# TEXT

--------------------------------------------------

Opinion No. 20220655-CA Filed March 6, 2025
Second District Court, Farmington Department The Honorable David M. Connors No. 200700770
David J. Crapo and John T. Deeds, Attorneys for Appellants Derek E. Brown, Erin T. Middleton, Steve Geary, Laron J. Lind, and Joshua R. Nelson, Attorneys for Appellee Tax Commission Simarjit S. Gill, Timothy A. Bodily, and Perrin E. Love, Attorneys for Appellees Salt Lake County Board of Equalization and Salt Lake County
JUDGE RYAN M. HARRIS authored this Opinion, in which JUDGES GREGORY K. ORME and DAVID N. MORTENSEN concurred.
HARRIS, Judge:
¶1 At issue in this case is the 2016 fair market value, for property tax purposes, of three large retail properties owned by Walmart Real Estate Business Trust, Walmart Stores Inc., and Sam’s Real Estate Business Trust (collectively, Walmart). In a nutshell, Walmart believes that its properties are worth a lot less Walmart v Tax Commission
than does the relevant assessing entity, Salt Lake County (the County). Walmart challenged the County’s assessed value in an administrative proceeding before the Utah State Tax Commission (the Tax Commission). Neither side was happy with the decision the Tax Commission rendered in that proceeding, and both sides elected to challenge it in a trial de novo in district court. After an eight-day bench trial, the district court concluded that neither side had carried its burden of proving, by a preponderance of the evidence, that its proposed value was “more accurate than any other value.” See T-Mobile USA, Inc. v. Utah State Tax Comm’n, 2011 UT 28, ¶ 17, 254 P.3d 752. And after considering the entire record presented, including the Tax Commission’s decision, the district court found that the fair market value of Walmart’s properties was—more or less, with minor adjustments—the value that had been assigned to those properties by the Tax Commission.

--------------------------------------------------

Rows from a pointing dataset
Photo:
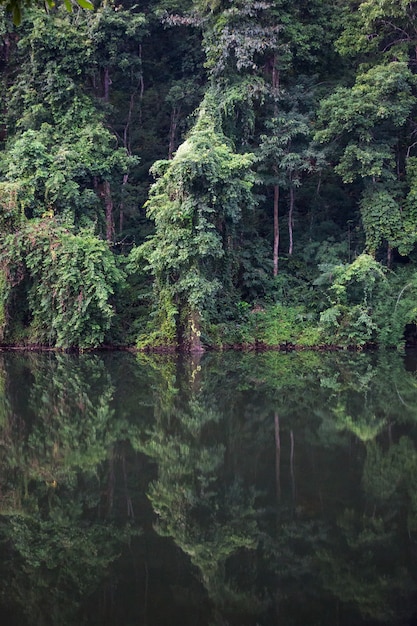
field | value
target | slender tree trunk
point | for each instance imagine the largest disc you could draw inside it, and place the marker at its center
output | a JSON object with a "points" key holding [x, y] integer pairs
{"points": [[106, 84], [121, 209], [290, 220], [195, 332], [275, 88], [276, 229], [109, 211], [175, 116], [389, 256]]}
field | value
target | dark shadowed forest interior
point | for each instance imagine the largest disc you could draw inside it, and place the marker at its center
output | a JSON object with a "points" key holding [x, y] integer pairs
{"points": [[205, 174]]}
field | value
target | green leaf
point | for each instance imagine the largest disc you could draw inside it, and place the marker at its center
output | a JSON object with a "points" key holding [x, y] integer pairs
{"points": [[85, 4]]}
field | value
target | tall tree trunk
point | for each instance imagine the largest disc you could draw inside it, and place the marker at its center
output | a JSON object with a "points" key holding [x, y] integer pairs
{"points": [[175, 116], [276, 229], [194, 334], [389, 256], [109, 211], [121, 208], [290, 219], [275, 89], [106, 84]]}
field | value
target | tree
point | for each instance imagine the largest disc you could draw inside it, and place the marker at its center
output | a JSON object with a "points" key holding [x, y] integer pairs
{"points": [[197, 204]]}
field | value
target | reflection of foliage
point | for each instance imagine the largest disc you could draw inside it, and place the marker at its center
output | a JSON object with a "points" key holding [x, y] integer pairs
{"points": [[209, 520], [287, 480], [56, 433], [48, 566]]}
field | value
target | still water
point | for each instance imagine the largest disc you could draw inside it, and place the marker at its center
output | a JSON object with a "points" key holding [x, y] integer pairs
{"points": [[238, 489]]}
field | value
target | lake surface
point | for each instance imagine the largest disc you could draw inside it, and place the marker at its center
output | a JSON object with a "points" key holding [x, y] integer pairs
{"points": [[238, 489]]}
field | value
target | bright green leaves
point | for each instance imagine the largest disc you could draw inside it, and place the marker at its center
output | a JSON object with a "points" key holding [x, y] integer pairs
{"points": [[362, 123], [196, 205], [361, 118], [17, 7], [384, 221], [70, 277], [384, 26]]}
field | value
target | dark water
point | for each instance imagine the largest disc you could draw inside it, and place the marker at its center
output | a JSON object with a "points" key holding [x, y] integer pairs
{"points": [[243, 489]]}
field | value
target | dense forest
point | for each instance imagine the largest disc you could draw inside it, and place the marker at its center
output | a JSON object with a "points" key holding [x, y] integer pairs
{"points": [[206, 173]]}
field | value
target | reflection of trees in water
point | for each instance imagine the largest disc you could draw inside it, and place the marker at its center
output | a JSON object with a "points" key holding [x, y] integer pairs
{"points": [[58, 438], [288, 481], [311, 535]]}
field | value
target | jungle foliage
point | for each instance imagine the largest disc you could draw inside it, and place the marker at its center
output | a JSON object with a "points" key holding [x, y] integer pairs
{"points": [[197, 174]]}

--------------------------------------------------

# AIM 1
Based on the court opinion, state whether each statement is correct: (a) the district court held an eight-day bench trial; (b) only Walmart challenged the Tax Commission's decision in district court; (c) Judge Gregory K. Orme wrote the opinion. Answer yes or no for each and quote the words of the court opinion that decide it.
# AIM 2
Write the next part of the court opinion, continuing from its final sentence.

# EXERCISE RESULT 1
(a) Yes: "After an eight-day bench trial"
(b) No: "both sides elected to challenge it in a trial de novo in district court"
(c) No: "JUDGE RYAN M. HARRIS authored this Opinion"

# EXERCISE RESULT 2
¶2 Walmart now appeals from the district court’s decision, and it raises both procedural and substantive arguments. On the procedural side, it asserts (among other things) that, by considering and largely agreeing with the Tax Commission’s valuations, the court failed to conduct the sort of “de novo” review contemplated by the governing statute. And on the substantive side, it asserts that the court applied an incorrect definition of “fair market value.” For the reasons discussed, we reject Walmart’s arguments and affirm the court’s valuation.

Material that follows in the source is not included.